Pointing dataset records:

····················

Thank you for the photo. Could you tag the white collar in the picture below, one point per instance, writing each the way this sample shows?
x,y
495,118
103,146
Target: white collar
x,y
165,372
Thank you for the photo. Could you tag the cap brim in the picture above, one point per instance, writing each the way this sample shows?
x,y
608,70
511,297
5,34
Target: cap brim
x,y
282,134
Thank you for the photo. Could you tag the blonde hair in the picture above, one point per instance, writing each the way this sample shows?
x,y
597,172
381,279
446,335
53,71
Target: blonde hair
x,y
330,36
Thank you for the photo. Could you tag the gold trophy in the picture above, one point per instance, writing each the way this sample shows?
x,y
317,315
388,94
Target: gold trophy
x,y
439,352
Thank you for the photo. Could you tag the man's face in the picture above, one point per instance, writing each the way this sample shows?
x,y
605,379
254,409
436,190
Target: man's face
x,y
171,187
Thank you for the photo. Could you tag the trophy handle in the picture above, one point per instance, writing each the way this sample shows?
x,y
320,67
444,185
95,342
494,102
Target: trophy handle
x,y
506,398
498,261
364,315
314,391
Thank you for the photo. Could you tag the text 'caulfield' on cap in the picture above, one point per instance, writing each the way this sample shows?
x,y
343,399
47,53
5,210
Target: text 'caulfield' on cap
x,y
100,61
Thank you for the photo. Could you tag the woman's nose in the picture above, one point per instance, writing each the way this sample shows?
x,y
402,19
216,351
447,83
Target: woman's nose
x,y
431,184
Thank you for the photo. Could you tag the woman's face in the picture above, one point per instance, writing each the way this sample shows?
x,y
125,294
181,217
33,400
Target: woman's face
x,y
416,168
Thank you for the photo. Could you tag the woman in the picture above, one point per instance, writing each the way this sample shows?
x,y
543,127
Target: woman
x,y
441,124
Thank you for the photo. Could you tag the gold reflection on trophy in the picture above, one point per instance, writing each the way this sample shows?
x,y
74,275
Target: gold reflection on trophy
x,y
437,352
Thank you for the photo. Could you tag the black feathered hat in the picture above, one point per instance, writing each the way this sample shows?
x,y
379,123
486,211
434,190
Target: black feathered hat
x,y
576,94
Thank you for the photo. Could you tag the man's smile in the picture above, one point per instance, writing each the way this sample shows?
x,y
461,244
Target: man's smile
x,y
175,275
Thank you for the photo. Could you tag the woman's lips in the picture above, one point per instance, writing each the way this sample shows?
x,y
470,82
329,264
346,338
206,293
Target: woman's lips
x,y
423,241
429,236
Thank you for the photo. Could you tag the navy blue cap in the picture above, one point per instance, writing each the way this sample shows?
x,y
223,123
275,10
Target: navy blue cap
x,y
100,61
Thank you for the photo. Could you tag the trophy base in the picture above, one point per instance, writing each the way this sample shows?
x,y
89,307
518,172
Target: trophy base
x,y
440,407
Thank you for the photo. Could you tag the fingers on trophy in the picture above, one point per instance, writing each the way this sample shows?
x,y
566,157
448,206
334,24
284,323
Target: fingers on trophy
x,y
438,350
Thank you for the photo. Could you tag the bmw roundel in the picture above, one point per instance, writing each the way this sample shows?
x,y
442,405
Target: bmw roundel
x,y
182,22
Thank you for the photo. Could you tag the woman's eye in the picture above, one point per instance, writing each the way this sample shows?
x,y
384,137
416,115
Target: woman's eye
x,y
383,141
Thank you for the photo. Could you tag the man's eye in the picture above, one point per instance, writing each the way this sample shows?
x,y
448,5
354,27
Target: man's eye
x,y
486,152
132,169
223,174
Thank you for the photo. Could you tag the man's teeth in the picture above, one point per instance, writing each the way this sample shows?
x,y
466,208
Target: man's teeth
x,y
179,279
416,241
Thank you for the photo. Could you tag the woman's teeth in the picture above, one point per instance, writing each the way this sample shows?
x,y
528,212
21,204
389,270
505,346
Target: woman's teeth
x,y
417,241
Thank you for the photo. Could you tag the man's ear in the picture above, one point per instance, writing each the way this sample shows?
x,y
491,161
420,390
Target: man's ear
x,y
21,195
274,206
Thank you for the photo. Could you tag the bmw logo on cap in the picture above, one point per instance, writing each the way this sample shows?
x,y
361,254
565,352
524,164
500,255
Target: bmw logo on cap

····················

PROMPT: Copy out the lines above with no changes.

FINAL RESULT:
Thank you for the photo. Could you tag the white collar in the picture below, one point per instance, writing each the way this sample shows?
x,y
495,118
103,146
Target: white collar
x,y
165,372
Thank you for the photo. Could you tag the cap brim in the picture above, one point per instance, writing each the way this sample shows?
x,y
608,70
511,297
5,34
Target: cap brim
x,y
282,134
Thank you for the photo. Could you tag the blonde hair in the picture above, one point per instance, writing each the way this sample shows?
x,y
597,172
381,279
446,335
53,71
Target: blonde hair
x,y
330,36
Thank you for the photo. Could you tag the gold trophy in the picture above, one point per instance, writing each the way this sample shows?
x,y
317,315
388,94
Target: gold trophy
x,y
439,352
Thank you for the photo. Could you tag the man's face in the picture above, one point per instance, writing each the way this sample shows?
x,y
605,379
254,409
436,190
Target: man's face
x,y
171,187
Thank you for the photo. Could you tag the trophy handle in the picture above, one point per instance, writing each the way this sample shows?
x,y
320,67
444,185
95,342
494,102
Target: trophy handle
x,y
506,398
498,261
364,315
314,391
Thank you for the photo. Could you tag the text 'caulfield' on cap in the picture above, one point per instance, writing each the way this sample shows?
x,y
343,399
47,53
5,210
Target: text 'caulfield' on cap
x,y
100,61
Thank you for the photo. Could you tag the woman's nose in the picture above, one point per instance, writing each the way this sample shows?
x,y
402,19
216,351
447,83
Target: woman's nose
x,y
431,184
Thank you for the photo. Could you tag the woman's face in the picture above, one point per instance, writing each the way this sample shows?
x,y
125,294
181,217
33,400
Target: woman's face
x,y
416,168
Thank you for the photo. Could you tag the woman in the picture above, one point per instance, writing each the way this sample shows?
x,y
543,127
Target: woman
x,y
441,124
Thank you for the photo. Could you tag the gold reflection on trophy in the picture above, one point per instance, writing each the way this sample shows?
x,y
74,275
Target: gold reflection on trophy
x,y
437,352
Thank you for the photo. Could you tag the black feathered hat in the picture above, one point per instance, writing each the way this sample shows?
x,y
379,123
486,211
434,190
Target: black feathered hat
x,y
576,94
Thank you for the photo. Could you tag the man's smile in the picture above, one point per instance, writing each the way this sample shows?
x,y
461,244
Target: man's smile
x,y
175,275
Thank you for the photo. Could you tag the woman's lips in the picture above, one point per instance, writing each the way this sample shows?
x,y
470,82
329,264
346,338
206,293
Target: woman's lips
x,y
423,241
429,236
Thank you for the photo. Could you tag the navy blue cap in the picture above, one point per instance, writing each the way this sample shows?
x,y
223,123
275,10
Target: navy blue cap
x,y
100,61
Thank you for the photo. Could you tag the trophy base in the picture above, one point per instance, writing each the way this sample shows?
x,y
89,307
518,172
Target: trophy base
x,y
440,407
Thank you for the photo. Could you tag the fingers on trophy in the picture above, one point per instance, writing each the way this sample shows?
x,y
566,157
448,206
334,24
284,323
Target: fingers on trophy
x,y
438,350
Thank you for the photo. Could you tag the bmw roundel in the picture above, one point per instance, writing each the way this sample shows?
x,y
442,405
Target: bmw roundel
x,y
182,22
Thank you for the photo. Could you tag the woman's eye in the picture above, one point per instance, writing each the way this sample shows?
x,y
384,137
416,115
Target: woman's eye
x,y
383,141
Thank you for the photo. Could you tag the man's eye in the picture above, one point per instance, writing each the way this sample shows?
x,y
448,5
354,27
Target: man's eye
x,y
486,152
132,169
223,174
Thank you for the photo. Could you tag the man's teeth in the picture above, one point per instance, writing each the way this sample shows?
x,y
466,208
Target: man's teeth
x,y
179,279
416,241
Thank you for the photo. Could you tag the woman's teeth in the picture above, one point per instance, writing each the way this sample shows?
x,y
528,212
21,204
389,270
505,346
Target: woman's teeth
x,y
417,241
Thank you for the photo. Could you tag the man's ear in the picture above, one point per instance, writing each the way this sample shows?
x,y
491,161
420,390
Target: man's ear
x,y
21,195
274,206
Thank you for the photo. Could you tag the bmw logo on cap in the picture above, one point per instance, writing each the way this sample shows?
x,y
361,254
565,352
524,164
500,255
Target: bmw logo on cap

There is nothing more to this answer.